SOURCE TEXT:
— BEGIN —

Saturday, June 17, 2023

Curse of the Devil (Carlos Aured, 1973)

Curse of the Devil is the seventh Count Waldemar Daninsky werewolf movie, a Spanish film series known as the Hombre Lobo movies that began in the late 1960s and stretched into the early 2000s with writer/director/actor Paul Naschy playing Daninsky. Naschy often directed in addition to starring in the lead role, but, as is the case here, he sometimes turned over the directorial reins to another filmmaker. It's not necessary to see them in chronological order. They're self-contained. Each one is a reset of the origin story, with Daninsky being turned into a werewolf (or already being one, in some cases) for a slightly different reason and in a different way in each film. I strongly prefer this approach to sequels over the bloated worldbuilding nonsense of the modern age.
Like the last Daninsky movie I reviewed on this site, 1981's Night of the Werewolf (aka The Craving), Curse of the Devil has an early 1600s prologue involving Elizabeth Bathory, the Hungarian noblewoman who supposedly murdered hundreds of young girls and women and bathed in their blood. In both movies, we see the execution of the Satanic Bathory, her family, and her servants by her Christian political enemies. As she's burned alive, Bathory puts a curse on the family of her executioners. (The curse in this film is that once the first descendant of Bathory's killers spills the blood of a descendant of Bathory's, the killers' descendant and his subsequent relatives will endure nonstop misery on earth and then burn in hell.) In the later film, Daninsky is a contemporary of Bathory's who has already been turned into a werewolf by her via Satanic curse, and both Daninsky and Bathory are resurrected in the early '80s present by grave robbers disturbing their remains. This movie takes a different tack, with Daninsky a descendant of Bathory's killers who gets hit by the curse a few hundred years after the events in the prologue.
I appreciated the clunkiness of the horseback suit of armor battle in this film's opening scene, which likely gets closer to what this kind of thing would have actually looked like than the more graceful movements of Hollywood knights (not a reference to the Robert Wuhl teen party movie), but the actors struggling awkwardly under their heavy suits of armor are an indication that we are in the more rough-and-ready world of filmmaker Carlos Aured. I'm not saying Naschy is Max Ophuls, but he does have a more graceful and stylish approach than Aured does. Whatever Aured lacks in style, however, he makes up for in action, humor, and general '70s Euro-horror nuttiness.

— END —

ENTRIES SUPPLIED:
— BEGIN —

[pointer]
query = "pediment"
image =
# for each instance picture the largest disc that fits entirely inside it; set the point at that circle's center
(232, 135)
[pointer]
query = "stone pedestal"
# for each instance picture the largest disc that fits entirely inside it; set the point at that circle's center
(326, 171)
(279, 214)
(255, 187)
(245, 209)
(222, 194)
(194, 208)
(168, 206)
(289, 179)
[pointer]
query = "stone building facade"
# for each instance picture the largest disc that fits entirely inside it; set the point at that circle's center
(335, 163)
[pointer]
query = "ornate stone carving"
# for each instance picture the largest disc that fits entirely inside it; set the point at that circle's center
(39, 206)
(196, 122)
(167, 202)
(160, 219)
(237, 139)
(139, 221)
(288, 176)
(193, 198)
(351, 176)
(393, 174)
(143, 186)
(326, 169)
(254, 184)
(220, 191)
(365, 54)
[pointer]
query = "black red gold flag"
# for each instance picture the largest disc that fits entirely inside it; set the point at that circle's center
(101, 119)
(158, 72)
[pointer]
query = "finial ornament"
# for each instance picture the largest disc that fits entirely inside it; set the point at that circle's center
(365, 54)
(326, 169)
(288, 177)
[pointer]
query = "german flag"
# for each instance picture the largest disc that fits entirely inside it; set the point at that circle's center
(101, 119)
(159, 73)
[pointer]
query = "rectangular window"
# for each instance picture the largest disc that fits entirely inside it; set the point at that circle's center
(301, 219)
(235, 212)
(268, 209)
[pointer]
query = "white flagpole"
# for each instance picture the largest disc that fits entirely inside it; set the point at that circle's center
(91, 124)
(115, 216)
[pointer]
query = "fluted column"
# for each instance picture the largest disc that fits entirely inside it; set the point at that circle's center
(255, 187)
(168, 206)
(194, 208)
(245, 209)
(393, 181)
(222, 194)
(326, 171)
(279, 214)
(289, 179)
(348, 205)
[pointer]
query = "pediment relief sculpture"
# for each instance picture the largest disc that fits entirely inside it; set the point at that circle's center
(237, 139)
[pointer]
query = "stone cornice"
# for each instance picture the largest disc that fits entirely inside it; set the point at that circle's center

— END —

STATED GOAL 1:
Can you transcribe the part of the Curse of the Devil review that opens with the words containing "I appreciated the" and closes with "general '70s Euro-horror nuttiness."?
STATED GOAL 2:
Which people does the Curse of the Devil review name by both first and last name?

WORKED ANSWER 1:
I appreciated the clunkiness of the horseback suit of armor battle in this film's opening scene, which likely gets closer to what this kind of thing would have actually looked like than the more graceful movements of Hollywood knights (not a reference to the Robert Wuhl teen party movie), but the actors struggling awkwardly under their heavy suits of armor are an indication that we are in the more rough-and-ready world of filmmaker Carlos Aured. I'm not saying Naschy is Max Ophuls, but he does have a more graceful and stylish approach than Aured does. Whatever Aured lacks in style, however, he makes up for in action, humor, and general '70s Euro-horror nuttiness.

WORKED ANSWER 2:
Waldemar Daninsky
Paul Naschy
Elizabeth Bathory
Robert Wuhl
Carlos Aured
Max Ophuls